Pointing records
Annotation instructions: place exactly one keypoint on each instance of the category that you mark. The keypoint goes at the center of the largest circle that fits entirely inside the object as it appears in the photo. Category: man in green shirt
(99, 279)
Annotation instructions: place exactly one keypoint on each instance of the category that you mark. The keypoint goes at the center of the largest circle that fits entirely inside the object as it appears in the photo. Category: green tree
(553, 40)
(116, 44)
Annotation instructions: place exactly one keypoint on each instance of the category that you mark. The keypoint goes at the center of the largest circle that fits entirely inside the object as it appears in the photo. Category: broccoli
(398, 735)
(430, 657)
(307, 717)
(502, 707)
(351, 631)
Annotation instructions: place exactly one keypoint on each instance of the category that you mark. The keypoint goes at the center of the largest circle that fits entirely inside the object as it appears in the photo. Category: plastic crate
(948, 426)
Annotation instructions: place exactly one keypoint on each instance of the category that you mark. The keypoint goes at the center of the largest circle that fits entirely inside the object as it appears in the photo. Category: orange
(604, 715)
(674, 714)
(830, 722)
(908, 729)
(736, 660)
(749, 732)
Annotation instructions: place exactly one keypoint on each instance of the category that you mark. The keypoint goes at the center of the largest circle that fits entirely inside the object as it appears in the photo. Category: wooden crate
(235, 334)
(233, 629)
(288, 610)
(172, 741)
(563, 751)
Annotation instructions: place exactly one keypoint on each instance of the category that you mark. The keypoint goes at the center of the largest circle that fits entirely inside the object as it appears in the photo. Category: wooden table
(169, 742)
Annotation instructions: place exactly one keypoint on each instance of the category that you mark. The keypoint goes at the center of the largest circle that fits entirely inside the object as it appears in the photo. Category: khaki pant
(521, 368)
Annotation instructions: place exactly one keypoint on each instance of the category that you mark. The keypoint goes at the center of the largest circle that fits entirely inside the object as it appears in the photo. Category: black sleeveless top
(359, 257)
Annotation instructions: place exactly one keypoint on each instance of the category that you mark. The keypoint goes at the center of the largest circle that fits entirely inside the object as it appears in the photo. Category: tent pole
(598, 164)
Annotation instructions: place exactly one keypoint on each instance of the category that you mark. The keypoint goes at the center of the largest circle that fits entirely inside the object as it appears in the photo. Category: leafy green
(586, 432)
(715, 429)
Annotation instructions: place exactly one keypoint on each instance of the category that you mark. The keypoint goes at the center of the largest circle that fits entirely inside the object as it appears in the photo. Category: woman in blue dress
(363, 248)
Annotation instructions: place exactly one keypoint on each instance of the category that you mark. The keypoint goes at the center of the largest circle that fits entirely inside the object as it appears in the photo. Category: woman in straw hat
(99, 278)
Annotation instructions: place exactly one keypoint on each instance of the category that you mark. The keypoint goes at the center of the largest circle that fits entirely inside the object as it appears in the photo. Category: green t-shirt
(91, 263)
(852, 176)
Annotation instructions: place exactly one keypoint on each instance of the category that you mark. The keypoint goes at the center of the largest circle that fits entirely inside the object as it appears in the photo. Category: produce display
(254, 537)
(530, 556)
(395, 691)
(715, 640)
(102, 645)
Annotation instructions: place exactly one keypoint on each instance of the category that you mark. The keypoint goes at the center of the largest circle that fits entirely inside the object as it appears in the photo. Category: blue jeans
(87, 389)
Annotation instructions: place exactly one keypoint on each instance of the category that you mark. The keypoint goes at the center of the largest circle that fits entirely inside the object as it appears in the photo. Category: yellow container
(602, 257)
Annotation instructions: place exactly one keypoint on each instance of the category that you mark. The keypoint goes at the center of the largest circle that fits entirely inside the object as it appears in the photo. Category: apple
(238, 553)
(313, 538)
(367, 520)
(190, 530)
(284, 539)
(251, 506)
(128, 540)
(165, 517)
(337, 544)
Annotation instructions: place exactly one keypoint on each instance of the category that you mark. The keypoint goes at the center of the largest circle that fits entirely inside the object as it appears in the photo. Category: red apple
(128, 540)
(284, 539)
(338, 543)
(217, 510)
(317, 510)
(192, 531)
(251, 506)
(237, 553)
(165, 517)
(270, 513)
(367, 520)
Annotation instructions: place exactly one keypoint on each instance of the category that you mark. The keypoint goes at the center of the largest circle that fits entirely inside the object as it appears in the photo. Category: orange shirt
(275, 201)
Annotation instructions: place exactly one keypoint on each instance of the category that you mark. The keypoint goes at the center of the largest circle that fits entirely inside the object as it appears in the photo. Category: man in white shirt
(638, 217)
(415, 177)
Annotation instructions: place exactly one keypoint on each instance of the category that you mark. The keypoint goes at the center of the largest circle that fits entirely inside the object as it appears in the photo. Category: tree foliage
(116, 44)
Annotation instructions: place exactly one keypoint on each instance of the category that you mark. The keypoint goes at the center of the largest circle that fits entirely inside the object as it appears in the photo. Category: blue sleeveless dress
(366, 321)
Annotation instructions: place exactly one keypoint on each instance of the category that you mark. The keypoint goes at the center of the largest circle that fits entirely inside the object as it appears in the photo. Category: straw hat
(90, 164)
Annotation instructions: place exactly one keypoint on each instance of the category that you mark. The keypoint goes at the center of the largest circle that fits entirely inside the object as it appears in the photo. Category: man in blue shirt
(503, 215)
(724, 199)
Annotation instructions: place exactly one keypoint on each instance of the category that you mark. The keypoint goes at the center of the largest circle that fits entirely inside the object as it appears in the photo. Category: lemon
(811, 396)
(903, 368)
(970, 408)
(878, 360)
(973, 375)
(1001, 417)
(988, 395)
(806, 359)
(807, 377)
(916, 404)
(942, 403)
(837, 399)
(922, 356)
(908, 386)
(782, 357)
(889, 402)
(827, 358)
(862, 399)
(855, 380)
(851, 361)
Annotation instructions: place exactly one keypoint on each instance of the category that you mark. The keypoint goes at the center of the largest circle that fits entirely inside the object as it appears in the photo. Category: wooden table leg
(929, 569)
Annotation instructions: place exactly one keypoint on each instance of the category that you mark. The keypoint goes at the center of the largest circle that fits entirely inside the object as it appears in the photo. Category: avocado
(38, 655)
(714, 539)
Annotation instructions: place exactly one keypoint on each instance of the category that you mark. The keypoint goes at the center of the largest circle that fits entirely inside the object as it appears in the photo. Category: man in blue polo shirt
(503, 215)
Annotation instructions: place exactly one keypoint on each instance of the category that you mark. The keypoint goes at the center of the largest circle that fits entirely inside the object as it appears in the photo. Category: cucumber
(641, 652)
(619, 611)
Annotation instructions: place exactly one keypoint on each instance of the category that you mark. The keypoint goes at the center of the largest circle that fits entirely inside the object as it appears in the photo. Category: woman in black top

**What the task asks**
Nothing should be left out: return all of the records exactly.

**The output**
Annotation instructions: place exactly one keypoint on each instance of the category that you mark. The keypoint goes at the center of the largest circle that fits entirely inside the object as it appears in the photo. Category: man in green shirt
(99, 279)
Annotation instructions: place exactly one keypoint on each instance of the category that you mark. The keypoint goes at the center of the largest circle that fits entirely inside the object as it appears in the photo. Category: green tree
(553, 40)
(116, 44)
Annotation instructions: place exactly one keypoint on each instance of the category that you mark. The keypoint goes at the center of the largest circle that fits entirely inside the object as it appears in the photo. Category: broccoli
(398, 735)
(430, 657)
(307, 717)
(502, 707)
(351, 631)
Annotation instructions: place exactly one keypoint on each instance of the category that you mark. The keypoint goes at the center of the largest circle that fits entirely inside the object as it appears in the photo. Category: plastic crate
(948, 426)
Annotation instructions: place exactly one keypoint on each instance of the category that you mark. The keypoint goes at the center of the largest circle that fits entirely inside the object as it appears in the photo. Category: orange
(604, 715)
(674, 714)
(830, 722)
(908, 729)
(736, 660)
(749, 732)
Annotation instructions: place exactly one keypoint on each instance of the category that you mark. The keypoint goes at the center of the largest circle that fits entirely inside the object as it appears in the photo. Category: wooden crate
(235, 334)
(233, 629)
(288, 610)
(172, 741)
(563, 751)
Annotation instructions: place exactly one keypoint on each instance of the category that you mark. The keypoint goes at the center of the largest circle that fits entirely inside the object as it appears in the photo. Category: wooden table
(169, 742)
Annotation instructions: place exactly one keypoint on each instance of the category that you mark. The keypoint goes at the center of the largest circle that fits entirely inside the object as it appears in the photo. Category: khaki pant
(521, 368)
Annotation instructions: place exactly one keypoint on each instance of the category that you mark. The keypoint goes at the center of the largest circle that fits entirely inside the object as it appears in the photo. Category: black sleeveless top
(359, 257)
Annotation instructions: place exactly one keypoint on each instance of the category that you mark. The keypoint goes at the center of the largest circle that fits entirely inside the object as it appears in the photo. Category: tent pole
(598, 164)
Annotation instructions: place exactly one keypoint on each instance of the category that you mark. The keypoint goes at the center of the largest circle that fits entirely inside the object as it appears in the photo. Category: leafy green
(586, 432)
(715, 429)
Annotation instructions: place exactly one keypoint on each instance of the category that you mark. The keypoint goes at the center of the largest circle that fits entirely inside the object as it appears in the photo. Category: woman in blue dress
(363, 248)
Annotation instructions: place exactly one keypoint on each instance of the category that you mark. The keypoint goes at the center of the largest circle that fits entirely inside the object as it appears in the photo. Category: woman in straw hat
(99, 278)
Annotation instructions: place exactly one keypoint on each instance of the category that you mark. The keypoint goes at the center of the largest circle that fits entirely inside the object as it appears in the photo. Category: green t-shirt
(91, 263)
(852, 176)
Annotation instructions: place exactly one keypoint on each instance of the category that you mark. The keypoint goes at the center of the largest circle that fits entirely inside the object as it appears in the photo. Category: produce display
(254, 537)
(530, 556)
(395, 691)
(715, 640)
(102, 645)
Annotation instructions: place exactly one keypoint on each instance of the category that you mark. The keypoint goes at the center of the largest circle that fits entirely inside the object as it appears in the photo. Category: blue jeans
(87, 389)
Annotation instructions: place exactly one keypoint on each instance of the category that you mark. The keypoint goes at the center of the largest circle that fits entirely inside the object as it appears in the photo. Category: yellow container
(602, 257)
Annotation instructions: place exactly one keypoint on each instance of the category that you mark. The keypoint goes at the center of the largest circle that fits entirely inside the object as it appears in the photo. Category: apple
(238, 553)
(313, 538)
(367, 520)
(190, 530)
(284, 539)
(251, 506)
(128, 540)
(165, 517)
(337, 544)
Annotation instructions: place exactly one keypoint on each instance of the category that you mark. The keypoint goes at the center of the largest circle that fits entirely inside the object as it appears in the photo. Category: red apple
(128, 540)
(284, 539)
(338, 543)
(217, 510)
(317, 510)
(192, 531)
(251, 506)
(237, 553)
(165, 517)
(270, 513)
(367, 520)
Annotation instructions: place exactly one keypoint on each instance of the category that you mark. The keypoint goes at the center of the largest circle that fits entirely inside the object as it appears in the photo. Category: orange shirt
(275, 201)
Annotation instructions: place exactly one keypoint on each instance of the category that you mark. The keypoint goes at the center of the largest circle that fits entirely inside the object as it appears in the photo. Category: man in white shirt
(638, 217)
(415, 177)
Annotation instructions: place exactly one keypoint on each instance of the category that you mark. The keypoint goes at the center of the largest circle that fits entirely inside the object as it appears in the photo. Category: tree foliage
(116, 44)
Annotation instructions: place exactly one keypoint on each instance of the category that you mark. The keypoint goes at the center of the largest circle that fits entirely inside the object as it appears in the photo. Category: blue sleeveless dress
(366, 321)
Annotation instructions: place exactly one keypoint on each instance of the category that you mark. The keypoint goes at the center of the largest circle that fits entirely inside the object as it appears in the photo. Category: straw hat
(90, 164)
Annotation instructions: place exactly one keypoint on each instance of the category that you mark. The keypoint goes at the center of the largest circle that fits entirely inside the object as it appears in the photo. Category: man in blue shirt
(503, 215)
(724, 199)
Annotation instructions: place exactly one keypoint on each instance of the category that you mark. The keypoint goes at the center of the largest circle that fits entirely inside the object as it appears in the photo. Category: lemon
(811, 396)
(903, 368)
(970, 408)
(878, 360)
(973, 375)
(1001, 417)
(988, 395)
(806, 359)
(807, 377)
(916, 404)
(942, 403)
(837, 399)
(922, 356)
(908, 386)
(782, 357)
(889, 402)
(827, 358)
(862, 399)
(855, 380)
(851, 361)
Annotation instructions: place exactly one keypoint on each instance of the category that you mark. The keypoint goes at the center of the largest circle that fits entirely inside the object as it appears in the photo. Category: wooden table leg
(929, 569)
Annotation instructions: place exactly one keypoint on each instance of the category that you mark. The keypoint goes at the center of the largest circle that fits entirely inside the object as it appears in the photo. Category: avocado
(38, 655)
(714, 539)
Annotation instructions: place exactly one keypoint on each instance of the category that you mark. The keypoint goes at the center of the largest circle that fits entirely inside the object as it appears in the photo. Category: man in blue polo shirt
(503, 215)
Annotation instructions: place exactly one keypoint on each instance of the category that you mark. The keypoint goes at the center of the largest circle that fits entirely inside the object as it appears in the photo. Category: cucumber
(641, 652)
(619, 611)
Annotation instructions: place exactly one keypoint on each instance of the category that you mark. The keypoint goes at the center of the largest circle that fits entirely inside the object as it appears in the photo. Category: woman in black top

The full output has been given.